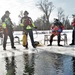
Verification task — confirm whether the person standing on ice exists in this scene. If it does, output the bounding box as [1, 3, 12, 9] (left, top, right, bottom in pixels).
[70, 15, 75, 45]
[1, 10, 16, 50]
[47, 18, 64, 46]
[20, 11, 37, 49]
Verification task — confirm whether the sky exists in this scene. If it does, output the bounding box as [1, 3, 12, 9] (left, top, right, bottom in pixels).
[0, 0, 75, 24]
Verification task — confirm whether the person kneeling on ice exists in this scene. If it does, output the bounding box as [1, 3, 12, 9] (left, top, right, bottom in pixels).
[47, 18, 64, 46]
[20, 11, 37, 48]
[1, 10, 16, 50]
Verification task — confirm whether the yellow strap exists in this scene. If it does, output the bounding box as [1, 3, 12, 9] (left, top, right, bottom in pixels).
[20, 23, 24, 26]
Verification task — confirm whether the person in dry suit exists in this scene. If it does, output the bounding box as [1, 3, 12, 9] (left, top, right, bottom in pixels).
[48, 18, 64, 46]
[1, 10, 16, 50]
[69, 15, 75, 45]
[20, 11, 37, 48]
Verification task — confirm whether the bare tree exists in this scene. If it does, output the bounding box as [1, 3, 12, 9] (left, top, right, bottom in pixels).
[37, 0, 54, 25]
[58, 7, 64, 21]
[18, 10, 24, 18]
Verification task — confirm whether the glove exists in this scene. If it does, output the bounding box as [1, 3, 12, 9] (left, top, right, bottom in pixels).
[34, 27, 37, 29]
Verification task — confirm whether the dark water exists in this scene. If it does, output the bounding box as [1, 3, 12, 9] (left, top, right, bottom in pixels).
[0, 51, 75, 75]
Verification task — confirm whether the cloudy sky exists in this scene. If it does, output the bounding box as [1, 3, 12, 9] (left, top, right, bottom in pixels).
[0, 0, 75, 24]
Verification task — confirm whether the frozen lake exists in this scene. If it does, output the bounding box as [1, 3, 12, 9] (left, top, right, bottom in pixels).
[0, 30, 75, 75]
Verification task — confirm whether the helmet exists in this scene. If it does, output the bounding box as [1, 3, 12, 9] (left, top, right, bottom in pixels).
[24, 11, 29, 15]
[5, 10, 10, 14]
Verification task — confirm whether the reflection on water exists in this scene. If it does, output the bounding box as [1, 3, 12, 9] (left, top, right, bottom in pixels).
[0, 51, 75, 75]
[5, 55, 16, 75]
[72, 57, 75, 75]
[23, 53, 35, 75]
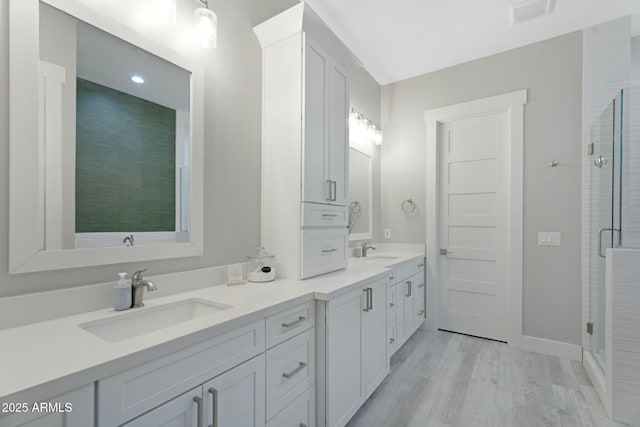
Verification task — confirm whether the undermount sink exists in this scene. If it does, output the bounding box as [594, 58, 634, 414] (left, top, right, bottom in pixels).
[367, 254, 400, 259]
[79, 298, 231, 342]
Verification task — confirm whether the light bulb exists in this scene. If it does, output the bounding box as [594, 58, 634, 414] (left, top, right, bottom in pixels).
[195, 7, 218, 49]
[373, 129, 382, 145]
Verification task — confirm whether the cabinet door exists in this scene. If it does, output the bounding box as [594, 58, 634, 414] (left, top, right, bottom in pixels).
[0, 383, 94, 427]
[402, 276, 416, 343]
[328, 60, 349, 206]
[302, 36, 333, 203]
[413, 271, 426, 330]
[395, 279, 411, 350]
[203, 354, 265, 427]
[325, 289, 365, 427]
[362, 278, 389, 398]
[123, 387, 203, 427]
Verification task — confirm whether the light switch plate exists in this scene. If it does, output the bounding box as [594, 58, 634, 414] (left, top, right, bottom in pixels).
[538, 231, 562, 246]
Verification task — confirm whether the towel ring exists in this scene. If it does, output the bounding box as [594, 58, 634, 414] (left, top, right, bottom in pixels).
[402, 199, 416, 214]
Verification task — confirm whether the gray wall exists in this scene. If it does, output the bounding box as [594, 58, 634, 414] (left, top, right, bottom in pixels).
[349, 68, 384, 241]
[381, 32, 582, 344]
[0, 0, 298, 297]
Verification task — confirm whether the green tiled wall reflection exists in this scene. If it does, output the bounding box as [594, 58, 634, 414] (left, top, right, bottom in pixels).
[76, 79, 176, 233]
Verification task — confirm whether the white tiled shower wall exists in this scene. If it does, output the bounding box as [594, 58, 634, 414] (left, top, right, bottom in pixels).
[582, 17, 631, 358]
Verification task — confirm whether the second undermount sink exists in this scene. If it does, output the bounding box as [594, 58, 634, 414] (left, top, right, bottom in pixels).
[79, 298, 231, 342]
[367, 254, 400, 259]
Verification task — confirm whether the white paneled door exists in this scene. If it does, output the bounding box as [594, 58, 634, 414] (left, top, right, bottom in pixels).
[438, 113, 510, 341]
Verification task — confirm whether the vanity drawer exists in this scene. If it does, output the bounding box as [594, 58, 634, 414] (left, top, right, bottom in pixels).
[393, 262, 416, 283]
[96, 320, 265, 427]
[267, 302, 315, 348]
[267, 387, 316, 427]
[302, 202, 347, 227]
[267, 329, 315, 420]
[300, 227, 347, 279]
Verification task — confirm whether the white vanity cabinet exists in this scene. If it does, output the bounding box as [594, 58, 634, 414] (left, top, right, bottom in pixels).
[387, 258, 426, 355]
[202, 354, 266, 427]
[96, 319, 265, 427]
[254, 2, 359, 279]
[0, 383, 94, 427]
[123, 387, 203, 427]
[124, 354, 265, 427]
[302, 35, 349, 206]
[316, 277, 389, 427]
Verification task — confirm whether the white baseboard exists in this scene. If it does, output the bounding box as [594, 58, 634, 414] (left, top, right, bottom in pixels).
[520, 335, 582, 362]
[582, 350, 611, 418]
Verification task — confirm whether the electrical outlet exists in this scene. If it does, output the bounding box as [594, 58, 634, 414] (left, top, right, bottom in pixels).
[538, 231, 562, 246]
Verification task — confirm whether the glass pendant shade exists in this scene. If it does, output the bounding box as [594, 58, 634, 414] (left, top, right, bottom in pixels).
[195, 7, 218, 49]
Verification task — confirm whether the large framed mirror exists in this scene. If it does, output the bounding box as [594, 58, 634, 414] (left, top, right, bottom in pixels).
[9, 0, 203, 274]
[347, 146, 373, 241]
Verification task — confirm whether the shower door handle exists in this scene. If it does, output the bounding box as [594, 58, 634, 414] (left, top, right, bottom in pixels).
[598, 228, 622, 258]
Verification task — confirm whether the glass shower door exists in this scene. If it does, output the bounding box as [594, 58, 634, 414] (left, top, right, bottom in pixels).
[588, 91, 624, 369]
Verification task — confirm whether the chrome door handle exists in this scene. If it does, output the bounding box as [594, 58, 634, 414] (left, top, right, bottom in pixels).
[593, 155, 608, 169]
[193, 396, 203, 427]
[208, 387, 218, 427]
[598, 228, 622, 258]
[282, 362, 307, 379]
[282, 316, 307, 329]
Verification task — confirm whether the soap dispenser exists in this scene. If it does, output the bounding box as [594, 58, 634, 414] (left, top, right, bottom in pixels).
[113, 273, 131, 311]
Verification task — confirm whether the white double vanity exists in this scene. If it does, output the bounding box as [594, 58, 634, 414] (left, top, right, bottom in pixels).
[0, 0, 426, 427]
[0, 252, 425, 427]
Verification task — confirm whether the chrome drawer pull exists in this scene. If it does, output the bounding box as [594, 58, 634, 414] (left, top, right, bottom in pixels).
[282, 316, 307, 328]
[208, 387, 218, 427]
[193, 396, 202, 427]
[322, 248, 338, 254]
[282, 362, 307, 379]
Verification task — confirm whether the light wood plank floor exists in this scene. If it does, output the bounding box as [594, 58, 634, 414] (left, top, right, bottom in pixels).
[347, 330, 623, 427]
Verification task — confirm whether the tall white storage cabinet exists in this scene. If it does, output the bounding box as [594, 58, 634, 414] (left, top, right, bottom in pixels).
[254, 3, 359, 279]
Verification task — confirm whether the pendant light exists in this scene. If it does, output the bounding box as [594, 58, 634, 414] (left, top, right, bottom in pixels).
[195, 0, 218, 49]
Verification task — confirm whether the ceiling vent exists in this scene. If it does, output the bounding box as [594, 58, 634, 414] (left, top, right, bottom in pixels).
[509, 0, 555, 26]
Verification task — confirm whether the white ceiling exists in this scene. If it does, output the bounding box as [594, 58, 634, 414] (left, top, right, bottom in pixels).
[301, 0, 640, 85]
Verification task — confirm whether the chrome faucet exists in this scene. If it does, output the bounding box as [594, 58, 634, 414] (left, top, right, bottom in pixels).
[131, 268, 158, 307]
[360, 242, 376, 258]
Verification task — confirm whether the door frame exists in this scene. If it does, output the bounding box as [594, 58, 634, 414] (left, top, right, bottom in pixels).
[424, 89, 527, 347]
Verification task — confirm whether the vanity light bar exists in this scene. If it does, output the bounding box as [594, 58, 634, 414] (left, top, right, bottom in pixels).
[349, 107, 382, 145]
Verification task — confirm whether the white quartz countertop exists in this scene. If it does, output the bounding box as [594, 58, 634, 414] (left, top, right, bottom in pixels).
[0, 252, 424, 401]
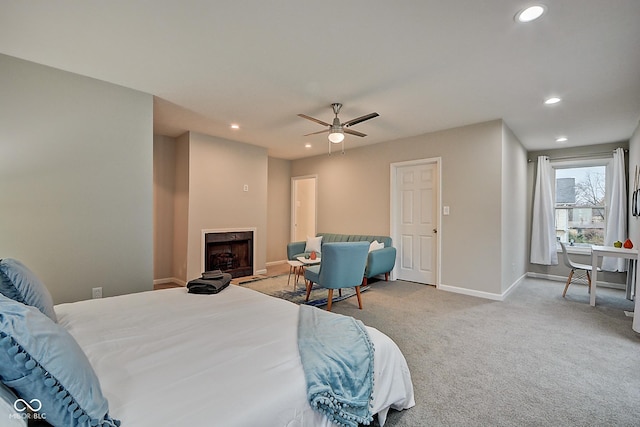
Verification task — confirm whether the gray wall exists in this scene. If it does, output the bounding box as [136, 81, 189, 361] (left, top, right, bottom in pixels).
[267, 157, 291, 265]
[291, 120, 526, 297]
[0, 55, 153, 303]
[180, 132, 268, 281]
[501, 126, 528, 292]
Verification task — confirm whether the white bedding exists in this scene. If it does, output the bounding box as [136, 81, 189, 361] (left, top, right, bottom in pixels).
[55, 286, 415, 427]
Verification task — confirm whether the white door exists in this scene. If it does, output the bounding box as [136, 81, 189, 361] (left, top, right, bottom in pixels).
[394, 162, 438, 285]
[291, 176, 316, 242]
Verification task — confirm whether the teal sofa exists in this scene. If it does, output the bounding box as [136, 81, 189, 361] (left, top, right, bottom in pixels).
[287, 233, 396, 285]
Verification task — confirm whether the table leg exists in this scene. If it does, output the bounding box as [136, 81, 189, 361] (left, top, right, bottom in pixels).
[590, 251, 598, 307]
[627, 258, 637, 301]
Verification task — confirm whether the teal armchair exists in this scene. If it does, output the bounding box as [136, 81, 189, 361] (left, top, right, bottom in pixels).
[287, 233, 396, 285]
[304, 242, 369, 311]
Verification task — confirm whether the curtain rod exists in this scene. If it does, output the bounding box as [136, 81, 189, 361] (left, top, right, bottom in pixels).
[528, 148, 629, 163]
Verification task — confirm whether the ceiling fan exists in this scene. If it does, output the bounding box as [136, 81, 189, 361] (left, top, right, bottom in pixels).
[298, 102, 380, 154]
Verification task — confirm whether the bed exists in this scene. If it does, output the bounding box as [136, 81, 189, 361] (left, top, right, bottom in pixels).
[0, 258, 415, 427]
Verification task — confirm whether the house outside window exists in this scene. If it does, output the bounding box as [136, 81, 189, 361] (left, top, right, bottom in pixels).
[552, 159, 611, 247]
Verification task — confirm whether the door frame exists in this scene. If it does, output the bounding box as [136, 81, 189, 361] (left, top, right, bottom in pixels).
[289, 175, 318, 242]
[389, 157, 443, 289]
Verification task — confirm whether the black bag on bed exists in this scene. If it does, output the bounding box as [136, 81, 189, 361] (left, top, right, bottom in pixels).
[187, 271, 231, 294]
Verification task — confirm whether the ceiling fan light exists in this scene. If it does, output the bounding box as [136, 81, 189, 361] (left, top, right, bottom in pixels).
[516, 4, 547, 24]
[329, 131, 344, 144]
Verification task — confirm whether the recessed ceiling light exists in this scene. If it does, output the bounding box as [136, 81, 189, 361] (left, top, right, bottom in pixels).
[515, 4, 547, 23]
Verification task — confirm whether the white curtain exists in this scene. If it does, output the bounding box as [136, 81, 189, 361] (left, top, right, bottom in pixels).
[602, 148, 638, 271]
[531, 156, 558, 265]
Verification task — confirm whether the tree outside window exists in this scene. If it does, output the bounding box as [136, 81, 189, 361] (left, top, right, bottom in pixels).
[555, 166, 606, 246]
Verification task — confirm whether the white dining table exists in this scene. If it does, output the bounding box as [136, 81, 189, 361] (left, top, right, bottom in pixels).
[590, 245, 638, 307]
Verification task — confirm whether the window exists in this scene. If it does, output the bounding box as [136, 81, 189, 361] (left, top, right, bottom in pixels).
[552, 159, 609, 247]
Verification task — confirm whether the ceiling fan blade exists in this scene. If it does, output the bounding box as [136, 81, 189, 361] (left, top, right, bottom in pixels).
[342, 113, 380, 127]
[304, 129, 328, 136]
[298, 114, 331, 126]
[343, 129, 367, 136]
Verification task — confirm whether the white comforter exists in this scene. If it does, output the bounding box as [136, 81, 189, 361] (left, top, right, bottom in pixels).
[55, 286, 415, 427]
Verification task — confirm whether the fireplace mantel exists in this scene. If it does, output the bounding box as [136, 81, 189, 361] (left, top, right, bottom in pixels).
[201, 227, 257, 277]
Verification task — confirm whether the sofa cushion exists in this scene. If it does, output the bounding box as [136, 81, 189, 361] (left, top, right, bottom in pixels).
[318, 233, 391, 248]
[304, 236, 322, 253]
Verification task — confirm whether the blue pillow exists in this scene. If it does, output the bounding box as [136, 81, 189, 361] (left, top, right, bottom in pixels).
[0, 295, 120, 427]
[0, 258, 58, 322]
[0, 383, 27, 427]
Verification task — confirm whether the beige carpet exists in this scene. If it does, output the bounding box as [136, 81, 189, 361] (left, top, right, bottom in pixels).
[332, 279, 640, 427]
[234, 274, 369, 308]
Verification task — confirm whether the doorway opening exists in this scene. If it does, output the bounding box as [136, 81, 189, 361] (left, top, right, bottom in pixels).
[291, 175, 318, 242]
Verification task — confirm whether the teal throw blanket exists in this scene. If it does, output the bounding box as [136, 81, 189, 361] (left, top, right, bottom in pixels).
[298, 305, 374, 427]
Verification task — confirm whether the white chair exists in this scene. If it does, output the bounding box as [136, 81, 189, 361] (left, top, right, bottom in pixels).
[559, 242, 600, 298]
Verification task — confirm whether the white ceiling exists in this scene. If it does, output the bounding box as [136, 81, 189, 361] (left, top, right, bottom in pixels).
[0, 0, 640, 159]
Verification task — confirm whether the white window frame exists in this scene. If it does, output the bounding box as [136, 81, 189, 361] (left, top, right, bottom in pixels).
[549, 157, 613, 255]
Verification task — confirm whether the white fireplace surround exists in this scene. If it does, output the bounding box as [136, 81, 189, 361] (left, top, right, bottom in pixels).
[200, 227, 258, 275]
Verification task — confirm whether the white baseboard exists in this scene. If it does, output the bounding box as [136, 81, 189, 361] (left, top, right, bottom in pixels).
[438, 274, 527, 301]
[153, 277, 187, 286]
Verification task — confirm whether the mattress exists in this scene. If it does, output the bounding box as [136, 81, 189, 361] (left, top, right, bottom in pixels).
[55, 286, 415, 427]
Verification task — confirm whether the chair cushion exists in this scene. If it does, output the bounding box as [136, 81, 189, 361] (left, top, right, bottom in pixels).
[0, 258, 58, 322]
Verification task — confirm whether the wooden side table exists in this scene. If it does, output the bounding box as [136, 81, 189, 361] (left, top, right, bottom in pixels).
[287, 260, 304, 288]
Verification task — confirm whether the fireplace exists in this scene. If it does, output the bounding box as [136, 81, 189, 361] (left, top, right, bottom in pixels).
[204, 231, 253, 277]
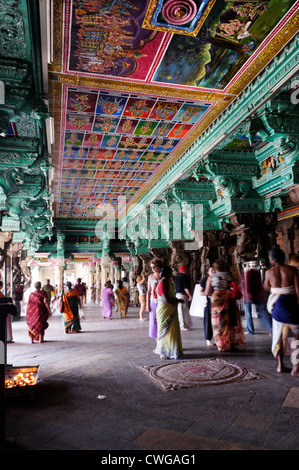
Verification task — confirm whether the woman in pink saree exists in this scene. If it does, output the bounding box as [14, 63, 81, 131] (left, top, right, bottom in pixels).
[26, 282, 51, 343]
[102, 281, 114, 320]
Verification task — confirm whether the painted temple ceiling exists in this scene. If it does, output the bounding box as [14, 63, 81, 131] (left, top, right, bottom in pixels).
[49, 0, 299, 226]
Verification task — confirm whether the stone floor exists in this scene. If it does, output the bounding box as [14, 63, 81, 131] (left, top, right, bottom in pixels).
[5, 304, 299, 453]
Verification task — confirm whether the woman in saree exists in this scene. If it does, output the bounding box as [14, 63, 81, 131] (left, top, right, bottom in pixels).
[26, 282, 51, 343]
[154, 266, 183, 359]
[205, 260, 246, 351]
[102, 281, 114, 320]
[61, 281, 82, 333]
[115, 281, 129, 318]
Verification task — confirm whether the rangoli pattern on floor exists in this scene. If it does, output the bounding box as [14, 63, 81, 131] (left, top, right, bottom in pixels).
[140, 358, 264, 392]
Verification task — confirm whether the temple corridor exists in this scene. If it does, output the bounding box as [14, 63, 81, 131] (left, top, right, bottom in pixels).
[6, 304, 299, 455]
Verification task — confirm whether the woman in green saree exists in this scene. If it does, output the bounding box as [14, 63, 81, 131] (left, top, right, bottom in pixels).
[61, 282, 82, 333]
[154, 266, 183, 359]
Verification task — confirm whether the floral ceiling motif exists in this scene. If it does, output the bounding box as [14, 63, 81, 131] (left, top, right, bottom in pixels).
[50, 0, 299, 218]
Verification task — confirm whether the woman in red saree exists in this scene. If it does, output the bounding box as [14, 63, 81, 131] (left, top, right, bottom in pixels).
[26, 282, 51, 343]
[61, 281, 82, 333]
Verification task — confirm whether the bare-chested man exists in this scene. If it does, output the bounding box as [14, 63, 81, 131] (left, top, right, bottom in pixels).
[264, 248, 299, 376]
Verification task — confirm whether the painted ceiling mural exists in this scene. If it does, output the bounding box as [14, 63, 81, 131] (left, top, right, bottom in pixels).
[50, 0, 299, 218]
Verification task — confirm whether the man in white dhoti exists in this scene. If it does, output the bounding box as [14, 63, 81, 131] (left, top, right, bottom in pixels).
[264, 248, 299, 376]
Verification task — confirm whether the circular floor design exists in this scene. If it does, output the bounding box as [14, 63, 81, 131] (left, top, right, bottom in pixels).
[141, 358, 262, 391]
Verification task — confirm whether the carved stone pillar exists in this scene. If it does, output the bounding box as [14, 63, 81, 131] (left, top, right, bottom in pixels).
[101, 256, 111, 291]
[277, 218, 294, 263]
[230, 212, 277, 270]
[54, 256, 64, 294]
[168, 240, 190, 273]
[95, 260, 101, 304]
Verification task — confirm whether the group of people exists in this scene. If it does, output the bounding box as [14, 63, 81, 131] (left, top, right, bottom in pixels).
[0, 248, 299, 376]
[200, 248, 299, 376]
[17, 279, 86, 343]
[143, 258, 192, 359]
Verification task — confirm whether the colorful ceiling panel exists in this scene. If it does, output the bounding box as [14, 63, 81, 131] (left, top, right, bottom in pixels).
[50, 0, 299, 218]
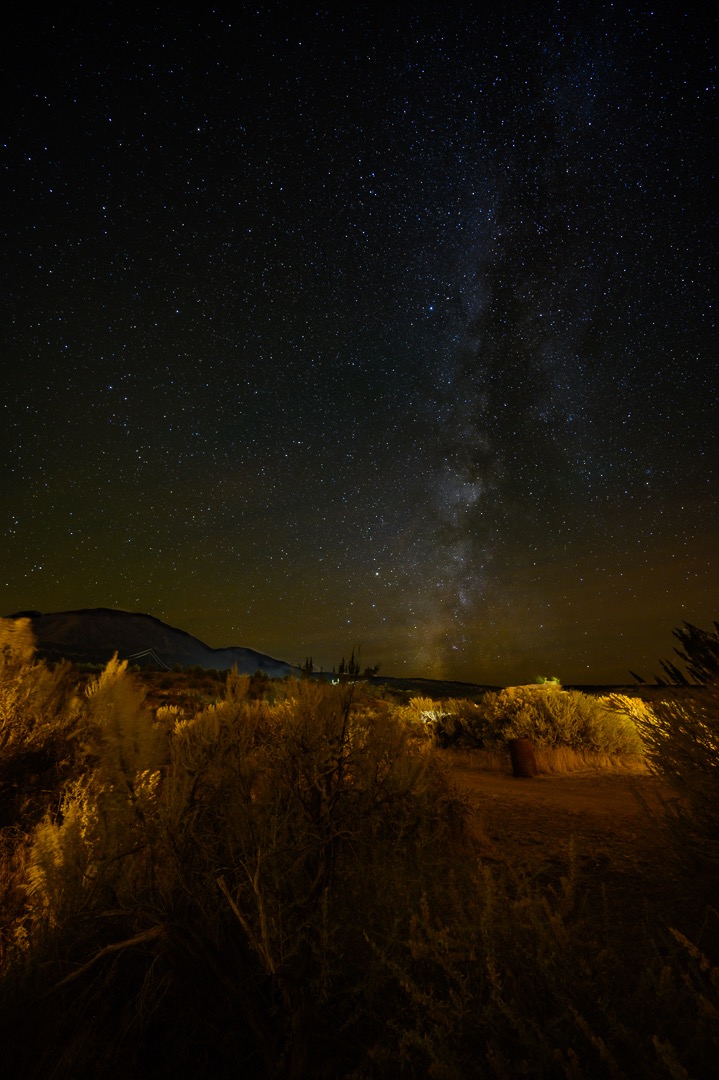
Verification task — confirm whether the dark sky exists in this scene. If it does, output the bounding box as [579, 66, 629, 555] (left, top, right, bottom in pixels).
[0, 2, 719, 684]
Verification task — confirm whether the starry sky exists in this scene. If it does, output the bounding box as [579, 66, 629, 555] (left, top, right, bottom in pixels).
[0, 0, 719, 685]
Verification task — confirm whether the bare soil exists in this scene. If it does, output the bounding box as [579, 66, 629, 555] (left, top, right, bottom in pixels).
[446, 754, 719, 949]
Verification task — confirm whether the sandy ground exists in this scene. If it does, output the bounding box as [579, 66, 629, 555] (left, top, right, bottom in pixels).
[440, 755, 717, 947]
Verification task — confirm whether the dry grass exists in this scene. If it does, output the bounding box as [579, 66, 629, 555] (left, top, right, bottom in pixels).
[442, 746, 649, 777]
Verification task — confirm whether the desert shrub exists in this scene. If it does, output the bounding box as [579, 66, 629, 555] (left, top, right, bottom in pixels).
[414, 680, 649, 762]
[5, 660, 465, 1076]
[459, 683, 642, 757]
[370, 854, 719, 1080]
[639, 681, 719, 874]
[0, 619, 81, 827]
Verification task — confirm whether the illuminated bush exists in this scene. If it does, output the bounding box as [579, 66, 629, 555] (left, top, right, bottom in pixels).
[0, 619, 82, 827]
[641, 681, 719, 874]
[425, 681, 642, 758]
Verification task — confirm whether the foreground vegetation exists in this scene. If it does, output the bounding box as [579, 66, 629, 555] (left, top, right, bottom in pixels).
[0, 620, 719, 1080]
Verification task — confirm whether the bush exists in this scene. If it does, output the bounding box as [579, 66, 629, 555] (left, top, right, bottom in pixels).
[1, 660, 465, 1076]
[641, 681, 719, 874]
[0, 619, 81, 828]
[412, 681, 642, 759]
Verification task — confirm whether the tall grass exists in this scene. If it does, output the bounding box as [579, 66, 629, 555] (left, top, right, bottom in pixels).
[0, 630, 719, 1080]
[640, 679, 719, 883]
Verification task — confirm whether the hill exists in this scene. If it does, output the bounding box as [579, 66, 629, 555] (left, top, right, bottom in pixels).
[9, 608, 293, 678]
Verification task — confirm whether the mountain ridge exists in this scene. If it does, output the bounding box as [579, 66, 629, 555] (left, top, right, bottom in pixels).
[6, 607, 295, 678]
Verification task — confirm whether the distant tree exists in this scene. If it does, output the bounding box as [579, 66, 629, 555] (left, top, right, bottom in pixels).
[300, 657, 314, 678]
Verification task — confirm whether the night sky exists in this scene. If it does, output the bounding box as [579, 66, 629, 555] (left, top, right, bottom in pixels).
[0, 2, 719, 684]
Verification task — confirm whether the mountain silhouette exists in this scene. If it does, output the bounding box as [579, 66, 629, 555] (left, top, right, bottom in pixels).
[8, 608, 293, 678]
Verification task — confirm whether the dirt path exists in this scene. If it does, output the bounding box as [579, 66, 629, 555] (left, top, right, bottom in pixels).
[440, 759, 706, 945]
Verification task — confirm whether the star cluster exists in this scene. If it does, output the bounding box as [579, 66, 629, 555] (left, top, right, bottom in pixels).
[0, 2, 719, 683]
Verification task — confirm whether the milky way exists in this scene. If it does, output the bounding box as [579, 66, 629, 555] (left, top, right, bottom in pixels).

PROBLEM DETAILS: Can you repeat the lines from the one holding "Verification task — confirm whether the tree" through the one holding "[555, 166, 606, 246]", inclusive, with no changes?

ANSWER FOR THE TASK:
Verification task — confirm whether the tree outside window exists in this scene. If it does, output the bounding box as [136, 81, 189, 361] (left, top, right, bottom in pixels).
[555, 166, 606, 246]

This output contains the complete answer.